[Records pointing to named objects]
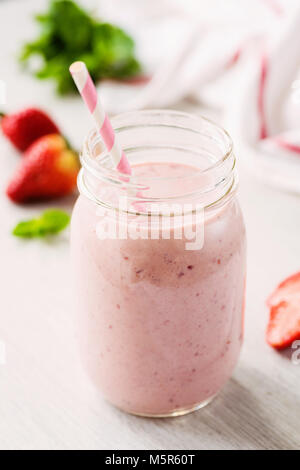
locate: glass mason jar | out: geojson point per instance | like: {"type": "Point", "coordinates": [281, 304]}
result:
{"type": "Point", "coordinates": [160, 305]}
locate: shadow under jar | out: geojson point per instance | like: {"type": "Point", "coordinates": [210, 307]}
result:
{"type": "Point", "coordinates": [160, 320]}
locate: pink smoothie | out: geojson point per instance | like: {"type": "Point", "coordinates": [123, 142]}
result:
{"type": "Point", "coordinates": [160, 326]}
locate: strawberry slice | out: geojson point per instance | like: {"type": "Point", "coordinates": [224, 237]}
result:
{"type": "Point", "coordinates": [284, 323]}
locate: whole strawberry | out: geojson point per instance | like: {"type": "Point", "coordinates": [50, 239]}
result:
{"type": "Point", "coordinates": [48, 170]}
{"type": "Point", "coordinates": [26, 126]}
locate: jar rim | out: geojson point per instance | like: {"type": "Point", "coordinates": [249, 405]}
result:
{"type": "Point", "coordinates": [127, 116]}
{"type": "Point", "coordinates": [221, 159]}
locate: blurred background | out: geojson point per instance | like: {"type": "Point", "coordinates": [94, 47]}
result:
{"type": "Point", "coordinates": [235, 61]}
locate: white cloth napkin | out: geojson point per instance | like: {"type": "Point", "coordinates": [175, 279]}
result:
{"type": "Point", "coordinates": [240, 56]}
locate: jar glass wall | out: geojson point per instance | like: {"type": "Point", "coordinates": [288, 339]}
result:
{"type": "Point", "coordinates": [159, 264]}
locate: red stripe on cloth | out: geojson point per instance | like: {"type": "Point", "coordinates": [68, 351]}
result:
{"type": "Point", "coordinates": [107, 133]}
{"type": "Point", "coordinates": [89, 94]}
{"type": "Point", "coordinates": [261, 97]}
{"type": "Point", "coordinates": [287, 145]}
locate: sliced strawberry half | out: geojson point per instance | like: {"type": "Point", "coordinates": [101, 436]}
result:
{"type": "Point", "coordinates": [284, 323]}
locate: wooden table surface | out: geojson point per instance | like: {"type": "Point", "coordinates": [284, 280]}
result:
{"type": "Point", "coordinates": [46, 401]}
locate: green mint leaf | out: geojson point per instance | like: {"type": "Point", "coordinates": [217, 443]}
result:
{"type": "Point", "coordinates": [69, 33]}
{"type": "Point", "coordinates": [51, 221]}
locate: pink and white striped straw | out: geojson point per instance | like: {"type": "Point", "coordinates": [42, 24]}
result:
{"type": "Point", "coordinates": [87, 90]}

Task goal =>
Copy out all of the records above line for line, leaving out the pictures.

Reply =>
locate: glass mason jar | out: geojson point per instance | like: {"type": "Point", "coordinates": [281, 304]}
result:
{"type": "Point", "coordinates": [160, 305]}
locate: shadow under jar | out: geojson point per instance | like: {"type": "Point", "coordinates": [210, 307]}
result:
{"type": "Point", "coordinates": [160, 320]}
locate: pink smoothie | out: geojson point per instance | like: {"type": "Point", "coordinates": [123, 142]}
result:
{"type": "Point", "coordinates": [160, 326]}
locate: strawberry slice | out: geojson point per instance | like: {"type": "Point", "coordinates": [224, 237]}
result:
{"type": "Point", "coordinates": [284, 323]}
locate: whole strawberry | out: geojson point per instance | like: {"type": "Point", "coordinates": [50, 239]}
result:
{"type": "Point", "coordinates": [48, 170]}
{"type": "Point", "coordinates": [26, 126]}
locate: jar rim | out: geojson point per instance | like: {"type": "Point", "coordinates": [249, 405]}
result:
{"type": "Point", "coordinates": [127, 116]}
{"type": "Point", "coordinates": [221, 159]}
locate: blurred background | out: geojson point per instance | like: {"type": "Point", "coordinates": [94, 47]}
result:
{"type": "Point", "coordinates": [235, 61]}
locate: white cloth napkin | out: geojson point per instance | like: {"type": "Point", "coordinates": [175, 279]}
result:
{"type": "Point", "coordinates": [240, 56]}
locate: jar glass wall | out: geojson point per instance | like: {"type": "Point", "coordinates": [288, 339]}
result:
{"type": "Point", "coordinates": [159, 264]}
locate: red stripe on cloth | out: geojson point per instance | like: {"type": "Point", "coordinates": [68, 351]}
result:
{"type": "Point", "coordinates": [107, 133]}
{"type": "Point", "coordinates": [89, 94]}
{"type": "Point", "coordinates": [261, 97]}
{"type": "Point", "coordinates": [287, 145]}
locate: sliced strawberry half | out: geojson point per instance | like: {"type": "Point", "coordinates": [101, 436]}
result:
{"type": "Point", "coordinates": [284, 323]}
locate: wooden table surface | out: geojson point per instance | like: {"type": "Point", "coordinates": [284, 280]}
result:
{"type": "Point", "coordinates": [46, 401]}
locate: green mint leaf | out: geojson point per instance | like: {"type": "Point", "coordinates": [217, 443]}
result:
{"type": "Point", "coordinates": [69, 33]}
{"type": "Point", "coordinates": [51, 221]}
locate: pink and white striped straw | out: geojson point per instance | like: {"type": "Point", "coordinates": [42, 24]}
result:
{"type": "Point", "coordinates": [87, 90]}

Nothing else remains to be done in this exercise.